# START OF Reading passage
Donald Carl Breaux (born August 3, 1940) is a former American football player and coach.  He played college football at McNeese State College and in the American Football League (AFL).  He served two stints as an assistant coach under head coach Joe Gibbs with the Washington Redskins of the National Football League (NFL).

Playing career
Breaux attended McNeese State University and was a standout quarterback. He led the team in passing all four years from 1958 to 1961, was a three time All-Gulf States Conference selection, led the league in total offense in 1960, and was the team's MVP in 1961 when they won the conference championship. In four seasons, he compiled 159 completions on 304 attempts for 2,279 yards and 17 touchdowns. He was inducted into the McNeese State Hall of Fame in 1984.
# END OF Reading passage
# START OF Dataset records
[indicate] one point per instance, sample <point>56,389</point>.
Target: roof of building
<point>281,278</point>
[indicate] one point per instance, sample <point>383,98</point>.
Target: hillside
# END OF Dataset records
Tasks to complete →
a: Copy the listing line for line, reproducing every entry character for character.
b: Write the next part of the passage on Donald Carl Breaux, picking up after its final sentence.
The listing and the passage on Donald Carl Breaux come from unrelated sources.

Answer list →
a:
[indicate] one point per instance, sample <point>56,389</point>.
Target: roof of building
<point>281,278</point>
[indicate] one point per instance, sample <point>383,98</point>.
Target: hillside

b:
He played professionally in the AFL for the Denver Broncos in 1963, where he was one of four quarterbacks and lost both his starts. He compiled 70 completions on 138 attempts for 935 yards, 7 touchdowns, and 6 interceptions; in a Nov 3 loss to Buffalo, he had 239 yards and 4 touchdowns which remains tied for the Broncos rookie record. He also appeared in seven games for the San Diego Chargers in 1965, though he only reached 10 attempts in two of them, and logged two touchdowns to four interceptions on the season.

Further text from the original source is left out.